Can you gather every row below that contains the string "line" and copy each of them out?

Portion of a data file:
++++

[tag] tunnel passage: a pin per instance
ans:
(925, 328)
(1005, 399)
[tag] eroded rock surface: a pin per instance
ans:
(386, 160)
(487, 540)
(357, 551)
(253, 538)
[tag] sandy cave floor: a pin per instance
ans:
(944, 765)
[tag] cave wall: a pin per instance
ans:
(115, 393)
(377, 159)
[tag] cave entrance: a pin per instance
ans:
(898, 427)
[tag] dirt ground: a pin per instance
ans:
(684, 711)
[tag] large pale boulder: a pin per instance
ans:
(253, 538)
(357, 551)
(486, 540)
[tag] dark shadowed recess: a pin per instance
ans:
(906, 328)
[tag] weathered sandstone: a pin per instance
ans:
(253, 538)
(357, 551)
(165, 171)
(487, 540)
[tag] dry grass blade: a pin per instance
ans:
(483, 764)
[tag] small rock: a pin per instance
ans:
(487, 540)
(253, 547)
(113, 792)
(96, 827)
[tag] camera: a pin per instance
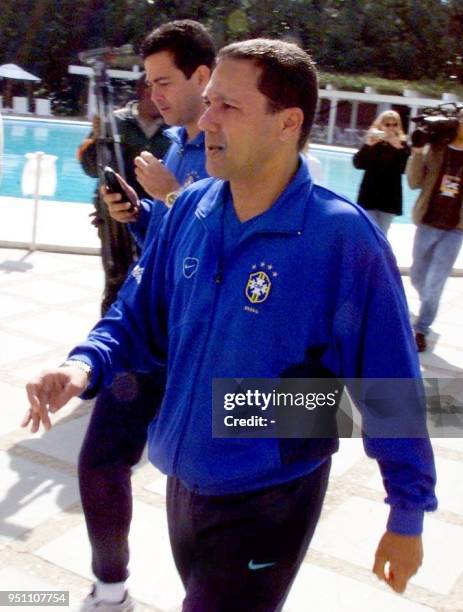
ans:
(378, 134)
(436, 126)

++++

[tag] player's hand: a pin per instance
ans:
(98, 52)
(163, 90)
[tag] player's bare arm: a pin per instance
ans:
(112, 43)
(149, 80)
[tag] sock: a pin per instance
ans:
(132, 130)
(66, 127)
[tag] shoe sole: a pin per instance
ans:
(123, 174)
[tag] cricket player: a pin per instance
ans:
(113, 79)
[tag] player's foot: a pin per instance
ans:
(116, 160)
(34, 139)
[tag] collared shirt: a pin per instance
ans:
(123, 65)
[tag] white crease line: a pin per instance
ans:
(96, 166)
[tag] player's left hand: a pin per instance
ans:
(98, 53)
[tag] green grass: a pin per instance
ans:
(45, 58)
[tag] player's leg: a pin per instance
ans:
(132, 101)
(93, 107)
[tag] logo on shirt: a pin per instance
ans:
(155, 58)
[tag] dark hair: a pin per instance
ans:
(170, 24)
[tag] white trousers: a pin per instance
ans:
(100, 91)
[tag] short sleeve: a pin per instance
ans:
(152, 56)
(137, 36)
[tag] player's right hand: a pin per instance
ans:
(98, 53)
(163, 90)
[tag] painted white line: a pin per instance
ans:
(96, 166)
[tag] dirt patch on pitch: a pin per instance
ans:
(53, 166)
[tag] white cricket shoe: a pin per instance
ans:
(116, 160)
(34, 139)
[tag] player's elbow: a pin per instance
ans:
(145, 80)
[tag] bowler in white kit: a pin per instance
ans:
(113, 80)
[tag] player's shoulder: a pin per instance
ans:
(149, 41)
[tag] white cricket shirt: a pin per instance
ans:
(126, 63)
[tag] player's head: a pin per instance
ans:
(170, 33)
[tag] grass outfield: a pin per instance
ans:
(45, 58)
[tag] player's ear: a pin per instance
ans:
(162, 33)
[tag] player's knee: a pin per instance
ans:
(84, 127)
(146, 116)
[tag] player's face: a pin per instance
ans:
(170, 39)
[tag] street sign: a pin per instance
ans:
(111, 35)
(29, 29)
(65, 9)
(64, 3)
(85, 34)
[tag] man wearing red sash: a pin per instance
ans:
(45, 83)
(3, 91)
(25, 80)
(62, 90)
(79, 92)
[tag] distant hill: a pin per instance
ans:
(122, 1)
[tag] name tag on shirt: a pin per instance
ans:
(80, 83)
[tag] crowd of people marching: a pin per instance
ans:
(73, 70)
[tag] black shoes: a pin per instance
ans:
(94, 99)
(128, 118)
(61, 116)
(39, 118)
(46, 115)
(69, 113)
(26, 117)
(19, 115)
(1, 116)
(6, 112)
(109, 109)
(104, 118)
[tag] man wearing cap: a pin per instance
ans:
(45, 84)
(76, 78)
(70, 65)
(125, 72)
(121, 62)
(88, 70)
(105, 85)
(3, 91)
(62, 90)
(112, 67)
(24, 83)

++++

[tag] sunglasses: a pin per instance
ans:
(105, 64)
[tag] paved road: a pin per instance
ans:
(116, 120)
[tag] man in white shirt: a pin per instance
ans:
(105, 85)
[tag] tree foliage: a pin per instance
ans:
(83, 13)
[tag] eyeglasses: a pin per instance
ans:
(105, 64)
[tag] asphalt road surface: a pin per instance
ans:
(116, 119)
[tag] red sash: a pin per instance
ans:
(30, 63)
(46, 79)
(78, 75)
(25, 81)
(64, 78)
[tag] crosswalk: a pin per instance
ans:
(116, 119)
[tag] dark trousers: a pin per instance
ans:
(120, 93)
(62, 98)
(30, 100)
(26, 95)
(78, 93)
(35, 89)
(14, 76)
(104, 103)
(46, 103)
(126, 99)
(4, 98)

++++

▶ **Reply**
[tag] white crease line: a pin per instance
[tag] painted white line: a pin per instance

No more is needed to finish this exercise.